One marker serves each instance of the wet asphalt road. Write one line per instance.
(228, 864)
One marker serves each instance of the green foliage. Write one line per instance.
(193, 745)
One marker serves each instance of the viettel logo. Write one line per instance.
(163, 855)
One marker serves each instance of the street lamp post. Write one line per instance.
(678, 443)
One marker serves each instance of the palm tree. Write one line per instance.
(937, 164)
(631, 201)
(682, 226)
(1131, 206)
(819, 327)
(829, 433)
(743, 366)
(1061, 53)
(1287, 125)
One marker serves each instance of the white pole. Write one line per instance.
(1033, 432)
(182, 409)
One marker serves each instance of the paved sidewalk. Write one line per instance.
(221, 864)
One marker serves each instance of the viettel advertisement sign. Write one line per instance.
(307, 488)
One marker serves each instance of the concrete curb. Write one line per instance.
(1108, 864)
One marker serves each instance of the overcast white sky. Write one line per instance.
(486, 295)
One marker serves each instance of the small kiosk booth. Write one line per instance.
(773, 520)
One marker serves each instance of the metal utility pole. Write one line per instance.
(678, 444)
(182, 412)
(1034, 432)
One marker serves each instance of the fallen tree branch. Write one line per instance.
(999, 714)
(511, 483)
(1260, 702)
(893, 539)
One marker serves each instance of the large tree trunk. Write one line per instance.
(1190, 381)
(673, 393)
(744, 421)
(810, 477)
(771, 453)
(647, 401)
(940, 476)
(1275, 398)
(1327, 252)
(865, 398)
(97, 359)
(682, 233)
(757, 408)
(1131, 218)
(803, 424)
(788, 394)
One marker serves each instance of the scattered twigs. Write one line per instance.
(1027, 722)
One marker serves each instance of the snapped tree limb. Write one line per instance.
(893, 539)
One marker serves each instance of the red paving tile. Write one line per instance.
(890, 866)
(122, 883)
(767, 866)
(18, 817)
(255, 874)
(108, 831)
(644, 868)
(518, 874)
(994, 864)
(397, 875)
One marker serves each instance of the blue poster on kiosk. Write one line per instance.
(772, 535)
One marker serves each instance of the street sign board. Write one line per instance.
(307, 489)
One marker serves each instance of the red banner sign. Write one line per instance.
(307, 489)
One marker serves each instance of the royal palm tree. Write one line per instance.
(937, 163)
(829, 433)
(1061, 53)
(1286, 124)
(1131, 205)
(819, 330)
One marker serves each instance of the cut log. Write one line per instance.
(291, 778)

### WHAT IS BEING ASKED:
Convert the lines from the one containing "One marker serves each instance of the white" through the one containing "(1034, 432)", inclusive, into a JSON list of strings with one string per line and no blank lines.

### WRITTEN ANSWER:
[
  "One marker serves each instance of the white pole. Write one line per instance.",
  "(1033, 432)",
  "(182, 409)",
  "One marker serves each instance of the paved sidewalk. Write one line per instance.",
  "(221, 864)",
  "One marker serves each instance of the viettel advertisement sign. Write one line per instance.",
  "(307, 488)",
  "One marker serves each instance of the concrete curb. Write one line per instance.",
  "(1108, 864)",
  "One marker serves each instance of the overcast white sky. Write one line per instance.",
  "(486, 295)",
  "One marker serves each instance of the small kiosk booth. Write one line per instance.",
  "(773, 520)",
  "One marker serves each instance of the metal utility pole. Write one line per instance.",
  "(678, 444)",
  "(182, 412)",
  "(1034, 432)"
]